Directions for this task: Print every line of the material below verbatim, with no changes.

═══

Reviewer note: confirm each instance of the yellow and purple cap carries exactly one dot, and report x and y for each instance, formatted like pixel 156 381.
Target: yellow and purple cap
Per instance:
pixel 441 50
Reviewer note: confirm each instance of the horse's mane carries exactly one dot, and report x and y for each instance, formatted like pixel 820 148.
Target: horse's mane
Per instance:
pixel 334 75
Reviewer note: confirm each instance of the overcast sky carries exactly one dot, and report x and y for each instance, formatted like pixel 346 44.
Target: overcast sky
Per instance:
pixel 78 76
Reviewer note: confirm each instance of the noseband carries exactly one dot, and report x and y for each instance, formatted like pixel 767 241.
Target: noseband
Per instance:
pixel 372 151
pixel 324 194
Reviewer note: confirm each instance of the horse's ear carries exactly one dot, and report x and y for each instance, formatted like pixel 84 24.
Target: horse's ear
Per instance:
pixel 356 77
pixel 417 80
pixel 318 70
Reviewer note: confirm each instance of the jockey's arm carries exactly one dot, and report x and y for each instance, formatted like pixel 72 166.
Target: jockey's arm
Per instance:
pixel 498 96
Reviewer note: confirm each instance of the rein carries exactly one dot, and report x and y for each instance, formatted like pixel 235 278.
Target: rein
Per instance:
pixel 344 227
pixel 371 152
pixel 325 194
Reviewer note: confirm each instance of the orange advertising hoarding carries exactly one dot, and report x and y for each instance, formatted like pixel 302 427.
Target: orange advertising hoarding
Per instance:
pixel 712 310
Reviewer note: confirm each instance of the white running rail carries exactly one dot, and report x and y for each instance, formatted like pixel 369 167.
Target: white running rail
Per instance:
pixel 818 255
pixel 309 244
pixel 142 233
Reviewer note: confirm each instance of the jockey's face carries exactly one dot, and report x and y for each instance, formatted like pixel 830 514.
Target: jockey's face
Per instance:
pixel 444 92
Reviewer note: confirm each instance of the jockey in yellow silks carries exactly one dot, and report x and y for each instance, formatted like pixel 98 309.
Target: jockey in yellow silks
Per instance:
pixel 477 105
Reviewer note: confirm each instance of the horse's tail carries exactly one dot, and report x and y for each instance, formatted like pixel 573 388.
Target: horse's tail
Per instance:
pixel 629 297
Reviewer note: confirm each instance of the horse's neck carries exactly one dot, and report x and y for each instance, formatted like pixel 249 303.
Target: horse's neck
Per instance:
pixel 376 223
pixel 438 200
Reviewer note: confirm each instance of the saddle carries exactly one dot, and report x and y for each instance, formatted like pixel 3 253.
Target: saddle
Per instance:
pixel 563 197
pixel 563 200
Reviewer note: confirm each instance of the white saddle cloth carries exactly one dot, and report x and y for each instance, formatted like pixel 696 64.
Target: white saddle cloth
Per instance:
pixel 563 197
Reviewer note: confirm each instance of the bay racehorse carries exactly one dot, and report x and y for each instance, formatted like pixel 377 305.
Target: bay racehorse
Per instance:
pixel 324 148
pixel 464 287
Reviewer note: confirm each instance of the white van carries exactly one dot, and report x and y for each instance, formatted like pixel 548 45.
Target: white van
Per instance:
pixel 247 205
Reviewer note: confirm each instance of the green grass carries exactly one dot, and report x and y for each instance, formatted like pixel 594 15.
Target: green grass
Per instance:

═══

Output of the exercise:
Reviewer note: confirm each instance of the yellow and purple cap carries exactly one dot, and report x and y for each instance, formatted like pixel 156 381.
Target: yellow and purple cap
Per instance:
pixel 441 50
Reviewer note: confirm each instance of the horse's mane carries exactly one dot, and report x and y for each instance, formatted like pixel 820 148.
Target: horse's mane
Per instance:
pixel 334 75
Reviewer note: confirm each instance of the overcast sky carries exactly one dot, and report x and y for each instance, formatted like pixel 346 44.
Target: overcast sky
Per instance:
pixel 78 76
Reviewer note: confirm each instance of the noseband carries exactly one dot, and report x and y for each instance, formatted like pixel 767 241.
Target: noseband
Per instance:
pixel 372 151
pixel 324 194
Reviewer note: confirm each instance of the horse's ear carries exactly one dot, and report x and y for each instance, formatted like pixel 84 24.
Target: horse's ear
Per instance:
pixel 356 77
pixel 417 80
pixel 318 70
Reviewer note: confirm each instance of the jockey's arm carries exactly one dot, and report x and y for each instance, formatted like pixel 72 166.
Target: jockey's arm
Per instance:
pixel 498 96
Reviewer note: confirm each instance of the rein carries exactly one dot, and report x and y for each instance, formatted like pixel 235 278.
Target: rein
Per instance:
pixel 344 227
pixel 371 152
pixel 325 194
Reviewer note: confirm each instance of the orange advertising hoarding carries exactly one dot, and report x and y for each instance, formatted like pixel 302 427.
Target: orange advertising hoarding
Per instance:
pixel 712 310
Reviewer note: confirm each instance of the white running rail carries exactly one dot, and report x and y for each instance, formatted like pixel 369 167.
Target: white running rail
Per instance:
pixel 818 255
pixel 309 244
pixel 142 233
Reviewer note: confirm each instance of the jockey's face carries exactly one dot, and report x and y for each instance, formatted like pixel 830 514.
Target: jockey's face
Per instance:
pixel 444 92
Reviewer note: confirm each instance of the jockey in yellow silks carries exactly one dot, and report x and y for each instance, formatted like pixel 98 309.
Target: jockey in yellow silks
Per instance:
pixel 477 105
Reviewer note: confirm each instance of the horse's tail carries exactly one dot, and report x and y for each instance, formatted like pixel 573 388.
Target: horse's tail
Per instance:
pixel 629 297
Reviewer note: confirm each instance of the horse's neck carries exactly one dot, and report x and y for each instance, formatted like pixel 249 303.
Target: horse's neck
Per instance:
pixel 376 223
pixel 438 200
Reviewer note: confirm each instance of the saddle carries exactly one dot, and report x and y for each instance, formatted like pixel 3 253.
Target: saddle
Per instance:
pixel 563 197
pixel 563 200
Reviewer note: confirm each instance of the white saddle cloth carries exactly one dot, and report x and y for each instance, formatted like pixel 696 64.
Target: white saddle cloth
Per instance:
pixel 563 197
Reviewer note: confirm each instance of the bay racehorse carries exactly one dot, and report x and y for each instance, formatted like pixel 377 305.
Target: bay racehorse
Per instance:
pixel 324 148
pixel 464 287
Reviewer note: confirm each instance of the white van carries exactly one dot, and report x and y for each instance, formatted like pixel 548 45.
Target: white van
Per instance:
pixel 247 205
Reviewer note: confirm each instance of the green grass carries exactly one dot, and report x and y for each instance, formatted like pixel 594 15.
Target: green grass
Per instance:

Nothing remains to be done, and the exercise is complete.